**Dataset rows**
>> START

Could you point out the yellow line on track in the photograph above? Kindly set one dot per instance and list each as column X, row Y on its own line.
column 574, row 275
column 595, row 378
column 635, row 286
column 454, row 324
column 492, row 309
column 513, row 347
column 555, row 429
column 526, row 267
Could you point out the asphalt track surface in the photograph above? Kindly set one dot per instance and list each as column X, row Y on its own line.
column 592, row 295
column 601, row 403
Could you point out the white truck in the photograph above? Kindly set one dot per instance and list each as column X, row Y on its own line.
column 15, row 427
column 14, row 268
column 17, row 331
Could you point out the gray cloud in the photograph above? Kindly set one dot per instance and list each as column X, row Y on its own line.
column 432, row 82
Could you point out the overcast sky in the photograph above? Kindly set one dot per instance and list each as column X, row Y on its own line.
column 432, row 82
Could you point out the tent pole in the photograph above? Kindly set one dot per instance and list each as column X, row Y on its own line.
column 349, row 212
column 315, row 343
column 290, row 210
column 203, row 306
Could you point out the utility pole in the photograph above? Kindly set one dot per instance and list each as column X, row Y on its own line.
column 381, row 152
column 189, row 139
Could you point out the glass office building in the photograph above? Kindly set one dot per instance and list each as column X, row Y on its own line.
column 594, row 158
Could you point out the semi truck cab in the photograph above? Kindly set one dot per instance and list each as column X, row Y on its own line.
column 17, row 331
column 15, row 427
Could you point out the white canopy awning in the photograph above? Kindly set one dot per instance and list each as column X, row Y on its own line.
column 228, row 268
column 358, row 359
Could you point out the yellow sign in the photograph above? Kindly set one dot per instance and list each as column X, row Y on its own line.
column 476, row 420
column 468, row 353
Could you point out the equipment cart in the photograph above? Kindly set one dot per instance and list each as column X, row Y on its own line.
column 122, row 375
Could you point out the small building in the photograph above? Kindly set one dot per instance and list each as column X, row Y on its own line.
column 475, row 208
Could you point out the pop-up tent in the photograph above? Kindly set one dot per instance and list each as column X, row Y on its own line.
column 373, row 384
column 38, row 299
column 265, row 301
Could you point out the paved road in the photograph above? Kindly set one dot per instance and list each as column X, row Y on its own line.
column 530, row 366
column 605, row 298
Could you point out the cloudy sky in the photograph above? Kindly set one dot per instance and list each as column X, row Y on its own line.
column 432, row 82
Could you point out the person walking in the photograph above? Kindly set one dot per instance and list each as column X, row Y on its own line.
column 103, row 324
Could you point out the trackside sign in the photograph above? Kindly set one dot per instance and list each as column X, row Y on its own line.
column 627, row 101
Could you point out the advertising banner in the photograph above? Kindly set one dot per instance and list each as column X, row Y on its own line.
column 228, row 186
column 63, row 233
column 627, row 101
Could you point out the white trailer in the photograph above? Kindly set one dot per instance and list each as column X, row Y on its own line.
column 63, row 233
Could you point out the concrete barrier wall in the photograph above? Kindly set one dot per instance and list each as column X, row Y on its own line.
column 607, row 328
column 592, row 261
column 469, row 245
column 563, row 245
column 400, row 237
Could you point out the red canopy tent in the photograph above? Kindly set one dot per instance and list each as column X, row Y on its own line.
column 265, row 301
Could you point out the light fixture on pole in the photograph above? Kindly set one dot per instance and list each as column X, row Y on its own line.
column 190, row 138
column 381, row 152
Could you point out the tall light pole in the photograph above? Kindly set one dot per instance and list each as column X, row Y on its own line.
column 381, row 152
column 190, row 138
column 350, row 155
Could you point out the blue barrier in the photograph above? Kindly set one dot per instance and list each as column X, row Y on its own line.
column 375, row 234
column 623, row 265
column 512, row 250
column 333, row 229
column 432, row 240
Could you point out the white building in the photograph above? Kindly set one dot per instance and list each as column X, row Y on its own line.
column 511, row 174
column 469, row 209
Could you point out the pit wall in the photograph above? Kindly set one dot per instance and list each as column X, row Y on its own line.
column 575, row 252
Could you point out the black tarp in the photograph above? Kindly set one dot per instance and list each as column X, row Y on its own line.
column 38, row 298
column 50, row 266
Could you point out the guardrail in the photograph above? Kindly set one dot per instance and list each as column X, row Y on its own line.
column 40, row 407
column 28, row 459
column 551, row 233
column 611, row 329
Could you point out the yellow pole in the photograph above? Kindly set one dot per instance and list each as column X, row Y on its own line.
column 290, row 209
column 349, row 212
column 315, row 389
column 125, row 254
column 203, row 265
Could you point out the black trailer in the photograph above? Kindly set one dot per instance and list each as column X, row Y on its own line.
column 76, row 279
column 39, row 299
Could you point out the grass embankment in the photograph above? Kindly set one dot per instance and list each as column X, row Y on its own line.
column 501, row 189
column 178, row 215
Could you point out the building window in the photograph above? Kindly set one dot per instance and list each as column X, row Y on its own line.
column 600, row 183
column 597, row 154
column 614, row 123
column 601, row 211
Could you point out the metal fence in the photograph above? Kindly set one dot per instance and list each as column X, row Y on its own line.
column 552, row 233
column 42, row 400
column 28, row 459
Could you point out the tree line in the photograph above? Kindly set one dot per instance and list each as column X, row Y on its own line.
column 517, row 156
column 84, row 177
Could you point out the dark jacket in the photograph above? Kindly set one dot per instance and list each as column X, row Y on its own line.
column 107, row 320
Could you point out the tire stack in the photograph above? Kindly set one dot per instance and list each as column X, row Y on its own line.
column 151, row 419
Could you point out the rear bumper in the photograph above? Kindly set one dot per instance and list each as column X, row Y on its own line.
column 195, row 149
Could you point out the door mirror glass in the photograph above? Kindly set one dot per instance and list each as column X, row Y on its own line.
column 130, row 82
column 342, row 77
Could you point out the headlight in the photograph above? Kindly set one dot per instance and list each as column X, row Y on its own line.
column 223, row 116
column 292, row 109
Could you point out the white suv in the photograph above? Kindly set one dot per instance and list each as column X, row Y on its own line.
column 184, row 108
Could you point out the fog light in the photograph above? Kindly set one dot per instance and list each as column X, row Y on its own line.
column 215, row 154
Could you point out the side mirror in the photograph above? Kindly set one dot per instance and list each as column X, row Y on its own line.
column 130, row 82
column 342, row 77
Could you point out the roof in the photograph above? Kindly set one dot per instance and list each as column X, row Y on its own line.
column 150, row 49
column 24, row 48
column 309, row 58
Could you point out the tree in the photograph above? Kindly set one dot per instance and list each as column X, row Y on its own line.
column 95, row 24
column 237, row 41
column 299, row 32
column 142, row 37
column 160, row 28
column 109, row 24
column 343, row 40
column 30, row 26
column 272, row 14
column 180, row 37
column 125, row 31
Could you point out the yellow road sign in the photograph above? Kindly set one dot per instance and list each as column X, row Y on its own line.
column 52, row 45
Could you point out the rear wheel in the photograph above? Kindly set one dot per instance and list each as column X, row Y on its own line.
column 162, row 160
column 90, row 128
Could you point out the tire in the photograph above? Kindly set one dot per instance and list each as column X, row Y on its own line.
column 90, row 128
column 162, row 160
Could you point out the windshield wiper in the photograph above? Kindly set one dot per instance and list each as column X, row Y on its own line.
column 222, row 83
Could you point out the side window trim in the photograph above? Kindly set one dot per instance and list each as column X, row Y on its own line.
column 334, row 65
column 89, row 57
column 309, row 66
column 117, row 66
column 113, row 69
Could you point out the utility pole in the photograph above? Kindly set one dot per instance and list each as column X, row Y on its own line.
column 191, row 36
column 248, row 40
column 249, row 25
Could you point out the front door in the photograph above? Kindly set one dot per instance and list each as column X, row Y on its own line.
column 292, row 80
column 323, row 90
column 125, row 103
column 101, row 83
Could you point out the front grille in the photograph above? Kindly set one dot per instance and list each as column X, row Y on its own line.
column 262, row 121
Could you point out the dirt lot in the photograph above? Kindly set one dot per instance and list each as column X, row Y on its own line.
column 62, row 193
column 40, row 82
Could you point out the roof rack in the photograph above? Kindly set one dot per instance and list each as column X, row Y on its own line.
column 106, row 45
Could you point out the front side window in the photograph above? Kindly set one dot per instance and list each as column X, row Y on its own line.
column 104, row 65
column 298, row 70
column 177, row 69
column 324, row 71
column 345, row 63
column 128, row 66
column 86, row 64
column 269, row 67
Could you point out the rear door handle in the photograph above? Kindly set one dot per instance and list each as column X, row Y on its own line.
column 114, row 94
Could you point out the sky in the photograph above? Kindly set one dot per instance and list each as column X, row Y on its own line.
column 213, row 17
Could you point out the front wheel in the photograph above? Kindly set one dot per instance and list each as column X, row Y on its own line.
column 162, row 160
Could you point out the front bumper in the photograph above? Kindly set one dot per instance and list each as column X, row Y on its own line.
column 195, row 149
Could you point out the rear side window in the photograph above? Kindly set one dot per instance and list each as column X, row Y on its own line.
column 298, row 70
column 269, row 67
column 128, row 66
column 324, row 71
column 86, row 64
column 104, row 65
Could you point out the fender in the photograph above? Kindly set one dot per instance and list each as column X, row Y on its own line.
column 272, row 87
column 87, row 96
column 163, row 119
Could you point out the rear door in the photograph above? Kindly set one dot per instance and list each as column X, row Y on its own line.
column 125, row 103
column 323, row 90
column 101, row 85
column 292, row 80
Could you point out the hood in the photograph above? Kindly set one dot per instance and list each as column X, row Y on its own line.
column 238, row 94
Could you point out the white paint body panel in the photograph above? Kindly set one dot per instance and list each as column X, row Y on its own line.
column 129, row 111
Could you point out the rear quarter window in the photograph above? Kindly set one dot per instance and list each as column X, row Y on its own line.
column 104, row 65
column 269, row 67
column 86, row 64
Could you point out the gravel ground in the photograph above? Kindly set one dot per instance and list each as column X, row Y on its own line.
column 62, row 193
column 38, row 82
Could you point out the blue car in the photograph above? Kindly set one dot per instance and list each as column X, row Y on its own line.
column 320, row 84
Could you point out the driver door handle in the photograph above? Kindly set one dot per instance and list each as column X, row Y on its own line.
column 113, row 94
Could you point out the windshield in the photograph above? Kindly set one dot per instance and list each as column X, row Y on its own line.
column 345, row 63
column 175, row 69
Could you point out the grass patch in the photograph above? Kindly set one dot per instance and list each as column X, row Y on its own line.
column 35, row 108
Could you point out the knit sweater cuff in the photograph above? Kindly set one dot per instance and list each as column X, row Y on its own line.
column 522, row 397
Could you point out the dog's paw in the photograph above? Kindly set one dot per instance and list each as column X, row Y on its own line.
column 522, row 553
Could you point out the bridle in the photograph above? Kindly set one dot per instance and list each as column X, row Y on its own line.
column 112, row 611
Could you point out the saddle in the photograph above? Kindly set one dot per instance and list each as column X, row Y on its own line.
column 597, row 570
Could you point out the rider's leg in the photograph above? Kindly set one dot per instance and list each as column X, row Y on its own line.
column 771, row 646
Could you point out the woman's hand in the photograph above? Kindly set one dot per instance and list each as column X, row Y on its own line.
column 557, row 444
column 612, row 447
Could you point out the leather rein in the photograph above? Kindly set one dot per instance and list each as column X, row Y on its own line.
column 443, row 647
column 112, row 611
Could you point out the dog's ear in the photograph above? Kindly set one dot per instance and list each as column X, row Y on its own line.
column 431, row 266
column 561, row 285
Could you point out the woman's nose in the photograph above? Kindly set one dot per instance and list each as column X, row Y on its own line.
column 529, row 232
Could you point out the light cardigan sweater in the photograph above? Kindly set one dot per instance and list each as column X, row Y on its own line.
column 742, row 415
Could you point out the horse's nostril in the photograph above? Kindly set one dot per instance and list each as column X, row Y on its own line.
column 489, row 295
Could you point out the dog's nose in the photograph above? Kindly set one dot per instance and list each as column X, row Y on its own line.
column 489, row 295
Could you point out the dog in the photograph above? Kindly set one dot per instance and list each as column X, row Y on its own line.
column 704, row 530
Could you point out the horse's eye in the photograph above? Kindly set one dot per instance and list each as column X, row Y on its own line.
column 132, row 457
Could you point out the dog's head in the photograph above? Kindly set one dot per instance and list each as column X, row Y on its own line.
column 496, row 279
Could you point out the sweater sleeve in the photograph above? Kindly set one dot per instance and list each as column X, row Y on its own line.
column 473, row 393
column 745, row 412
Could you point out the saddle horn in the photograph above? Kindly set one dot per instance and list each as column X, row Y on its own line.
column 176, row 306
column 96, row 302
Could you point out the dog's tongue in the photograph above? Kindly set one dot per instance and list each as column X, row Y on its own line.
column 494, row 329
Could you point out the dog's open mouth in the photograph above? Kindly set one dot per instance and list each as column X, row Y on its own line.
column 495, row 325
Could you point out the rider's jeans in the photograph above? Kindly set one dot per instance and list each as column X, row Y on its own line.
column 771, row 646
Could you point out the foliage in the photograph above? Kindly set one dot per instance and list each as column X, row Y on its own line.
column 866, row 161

>> END

**Required work**
Can you output the records from the line containing "Could you point out the fog" through the line containing "column 222, row 83" exactly as they appear?

**Written answer**
Could you point out the fog light in the photograph above? Kindly set one dot per instance and list each as column X, row Y on its own line.
column 215, row 154
Could you point out the side mirror in the photograph above? Kindly set one dot per instance and list each as column X, row Y on its own line.
column 130, row 82
column 342, row 77
Could you point out the roof in the photograph above? Kindly set one dot per instance and list each as column X, row Y on its own line.
column 150, row 49
column 24, row 48
column 309, row 58
Could you point out the tree in the photograph above? Kindly set one dot per instance and list each as column X, row Y on its own line.
column 95, row 24
column 237, row 41
column 299, row 32
column 142, row 37
column 160, row 28
column 109, row 24
column 343, row 40
column 30, row 26
column 272, row 14
column 180, row 37
column 125, row 31
Could you point out the yellow road sign in the photograph above? Kindly set one dot per instance and list each as column X, row Y on its own line.
column 52, row 45
Could you point out the rear wheel in the photograph above? Kindly set one dot per instance and list each as column X, row Y on its own line.
column 162, row 160
column 90, row 128
Could you point out the tire in the photograph above? Kindly set one dot per instance and list each as column X, row Y on its own line.
column 90, row 128
column 162, row 160
Could you point out the windshield wiper in the photograph above? Kindly set one dot per instance and list each as column X, row Y on its own line.
column 222, row 83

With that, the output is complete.